* [Short exercise]: Please copy out the records below, from the line holding "the mangosteen top" through the line holding "column 276, row 126", both included.

====== Provided records

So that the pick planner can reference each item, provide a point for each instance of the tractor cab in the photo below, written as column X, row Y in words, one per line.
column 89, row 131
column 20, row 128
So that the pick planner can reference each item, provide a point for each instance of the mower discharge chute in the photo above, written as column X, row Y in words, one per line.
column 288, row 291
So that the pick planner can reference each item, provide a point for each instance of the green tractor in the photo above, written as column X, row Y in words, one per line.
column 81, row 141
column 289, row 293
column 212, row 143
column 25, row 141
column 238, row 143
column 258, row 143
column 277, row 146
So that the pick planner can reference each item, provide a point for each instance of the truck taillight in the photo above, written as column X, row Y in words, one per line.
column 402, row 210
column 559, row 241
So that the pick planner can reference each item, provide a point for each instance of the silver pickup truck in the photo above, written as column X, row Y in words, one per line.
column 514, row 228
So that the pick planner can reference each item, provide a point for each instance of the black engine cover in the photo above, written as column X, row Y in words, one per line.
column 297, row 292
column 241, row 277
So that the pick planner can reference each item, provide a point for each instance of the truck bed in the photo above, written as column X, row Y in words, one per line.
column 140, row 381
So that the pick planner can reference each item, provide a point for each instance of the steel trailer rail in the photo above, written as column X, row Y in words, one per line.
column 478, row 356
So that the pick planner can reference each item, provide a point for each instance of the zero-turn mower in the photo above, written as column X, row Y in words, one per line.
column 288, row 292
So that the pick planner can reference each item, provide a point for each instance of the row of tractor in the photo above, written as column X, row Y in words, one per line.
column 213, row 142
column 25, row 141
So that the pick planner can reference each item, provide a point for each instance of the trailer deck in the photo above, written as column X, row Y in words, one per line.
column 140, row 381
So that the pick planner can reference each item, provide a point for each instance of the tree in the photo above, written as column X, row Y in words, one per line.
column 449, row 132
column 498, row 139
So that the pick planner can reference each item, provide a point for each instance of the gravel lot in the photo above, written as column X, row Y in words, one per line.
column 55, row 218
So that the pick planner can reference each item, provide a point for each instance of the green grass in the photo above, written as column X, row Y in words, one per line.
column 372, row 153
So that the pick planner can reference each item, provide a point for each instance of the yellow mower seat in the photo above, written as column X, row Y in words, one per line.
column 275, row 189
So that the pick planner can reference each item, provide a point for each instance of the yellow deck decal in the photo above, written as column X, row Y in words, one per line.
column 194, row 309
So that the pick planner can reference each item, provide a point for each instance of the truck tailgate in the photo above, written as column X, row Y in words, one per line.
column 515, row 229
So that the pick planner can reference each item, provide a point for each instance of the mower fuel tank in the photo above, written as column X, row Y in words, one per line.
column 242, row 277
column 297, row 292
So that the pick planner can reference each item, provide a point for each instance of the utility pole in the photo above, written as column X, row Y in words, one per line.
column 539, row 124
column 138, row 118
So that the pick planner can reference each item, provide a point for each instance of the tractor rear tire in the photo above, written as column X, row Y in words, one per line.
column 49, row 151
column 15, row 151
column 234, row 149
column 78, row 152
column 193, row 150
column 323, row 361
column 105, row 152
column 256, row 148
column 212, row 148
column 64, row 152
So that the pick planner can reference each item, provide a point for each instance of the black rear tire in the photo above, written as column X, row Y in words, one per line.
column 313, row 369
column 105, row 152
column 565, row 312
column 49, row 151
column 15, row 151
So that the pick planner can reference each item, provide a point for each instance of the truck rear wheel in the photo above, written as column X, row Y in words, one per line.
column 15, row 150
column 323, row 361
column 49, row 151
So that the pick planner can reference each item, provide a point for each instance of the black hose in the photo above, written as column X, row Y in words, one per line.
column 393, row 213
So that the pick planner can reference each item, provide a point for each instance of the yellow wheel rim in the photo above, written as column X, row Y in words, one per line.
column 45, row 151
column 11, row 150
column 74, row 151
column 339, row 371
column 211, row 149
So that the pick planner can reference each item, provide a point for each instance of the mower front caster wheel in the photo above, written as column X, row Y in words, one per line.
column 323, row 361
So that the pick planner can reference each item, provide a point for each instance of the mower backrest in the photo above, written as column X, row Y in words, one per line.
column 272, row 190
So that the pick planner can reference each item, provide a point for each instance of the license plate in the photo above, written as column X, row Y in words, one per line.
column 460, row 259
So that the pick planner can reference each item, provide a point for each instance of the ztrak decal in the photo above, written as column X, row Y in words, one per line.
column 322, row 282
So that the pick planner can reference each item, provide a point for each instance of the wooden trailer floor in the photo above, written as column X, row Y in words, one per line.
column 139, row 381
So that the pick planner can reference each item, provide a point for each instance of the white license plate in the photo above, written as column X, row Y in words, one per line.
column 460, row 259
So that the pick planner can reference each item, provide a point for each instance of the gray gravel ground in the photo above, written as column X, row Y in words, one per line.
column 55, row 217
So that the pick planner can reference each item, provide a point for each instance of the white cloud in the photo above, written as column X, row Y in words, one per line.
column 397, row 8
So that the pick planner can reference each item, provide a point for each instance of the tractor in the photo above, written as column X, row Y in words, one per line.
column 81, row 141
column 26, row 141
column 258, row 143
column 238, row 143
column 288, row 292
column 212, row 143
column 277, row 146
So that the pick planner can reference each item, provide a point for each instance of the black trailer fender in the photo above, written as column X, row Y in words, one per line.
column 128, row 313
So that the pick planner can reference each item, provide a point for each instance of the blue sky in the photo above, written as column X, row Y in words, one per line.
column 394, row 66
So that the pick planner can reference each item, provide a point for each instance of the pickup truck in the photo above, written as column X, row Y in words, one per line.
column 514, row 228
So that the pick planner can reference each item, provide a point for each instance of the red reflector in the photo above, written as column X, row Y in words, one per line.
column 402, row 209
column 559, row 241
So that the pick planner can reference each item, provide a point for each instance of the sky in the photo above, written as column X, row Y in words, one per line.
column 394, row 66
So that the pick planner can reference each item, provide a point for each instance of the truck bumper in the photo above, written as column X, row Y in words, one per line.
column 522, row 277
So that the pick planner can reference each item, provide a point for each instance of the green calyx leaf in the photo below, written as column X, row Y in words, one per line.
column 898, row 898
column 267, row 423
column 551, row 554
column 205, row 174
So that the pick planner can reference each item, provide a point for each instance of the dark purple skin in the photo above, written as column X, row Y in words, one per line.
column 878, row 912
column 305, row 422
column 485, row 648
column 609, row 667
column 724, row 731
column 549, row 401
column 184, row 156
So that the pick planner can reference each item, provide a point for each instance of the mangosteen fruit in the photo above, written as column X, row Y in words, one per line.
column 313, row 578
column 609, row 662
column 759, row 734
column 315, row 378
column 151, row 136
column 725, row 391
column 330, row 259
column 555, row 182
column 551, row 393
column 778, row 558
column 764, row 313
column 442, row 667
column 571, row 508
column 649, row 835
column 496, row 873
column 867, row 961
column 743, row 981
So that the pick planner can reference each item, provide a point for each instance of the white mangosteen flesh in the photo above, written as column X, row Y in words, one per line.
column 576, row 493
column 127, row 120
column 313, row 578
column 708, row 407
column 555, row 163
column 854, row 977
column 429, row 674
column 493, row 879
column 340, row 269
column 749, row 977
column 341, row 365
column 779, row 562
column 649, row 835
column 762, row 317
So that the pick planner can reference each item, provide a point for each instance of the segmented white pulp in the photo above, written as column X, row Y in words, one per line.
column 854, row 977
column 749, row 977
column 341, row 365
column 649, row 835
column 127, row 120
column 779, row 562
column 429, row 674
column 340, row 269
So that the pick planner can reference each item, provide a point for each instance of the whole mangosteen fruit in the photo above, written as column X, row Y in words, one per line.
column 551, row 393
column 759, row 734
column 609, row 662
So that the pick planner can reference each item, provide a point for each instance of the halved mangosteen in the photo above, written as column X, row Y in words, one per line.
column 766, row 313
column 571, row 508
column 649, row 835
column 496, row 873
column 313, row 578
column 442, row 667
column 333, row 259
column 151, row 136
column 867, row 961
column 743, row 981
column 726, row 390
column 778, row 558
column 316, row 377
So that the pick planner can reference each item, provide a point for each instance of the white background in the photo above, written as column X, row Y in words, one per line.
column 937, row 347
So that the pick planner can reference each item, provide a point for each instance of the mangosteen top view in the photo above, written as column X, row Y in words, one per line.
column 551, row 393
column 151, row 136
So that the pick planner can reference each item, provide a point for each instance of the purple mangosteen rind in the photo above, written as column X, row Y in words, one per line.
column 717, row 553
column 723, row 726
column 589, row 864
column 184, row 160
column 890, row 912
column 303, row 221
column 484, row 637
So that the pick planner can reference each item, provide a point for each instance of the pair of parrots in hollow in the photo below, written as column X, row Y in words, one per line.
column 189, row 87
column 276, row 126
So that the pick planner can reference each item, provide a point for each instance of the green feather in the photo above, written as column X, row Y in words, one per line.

============

* [Solution for this task]:
So that the pick planner can reference each item, provide a point for each instance of the mangosteen top view in the photo above, written as column X, row Y in words, one per line.
column 551, row 393
column 151, row 136
So that the pick planner can reference each item, provide a point for each instance of the purple mangosteen rind in the photo above, written as column X, row Y in words, one per line.
column 717, row 553
column 723, row 726
column 589, row 864
column 184, row 160
column 890, row 912
column 303, row 221
column 484, row 637
So that the pick planner can reference each item, provide a point for each instance of the pair of parrots in hollow in the photo below, written as column X, row Y in words, one per line.
column 189, row 87
column 276, row 126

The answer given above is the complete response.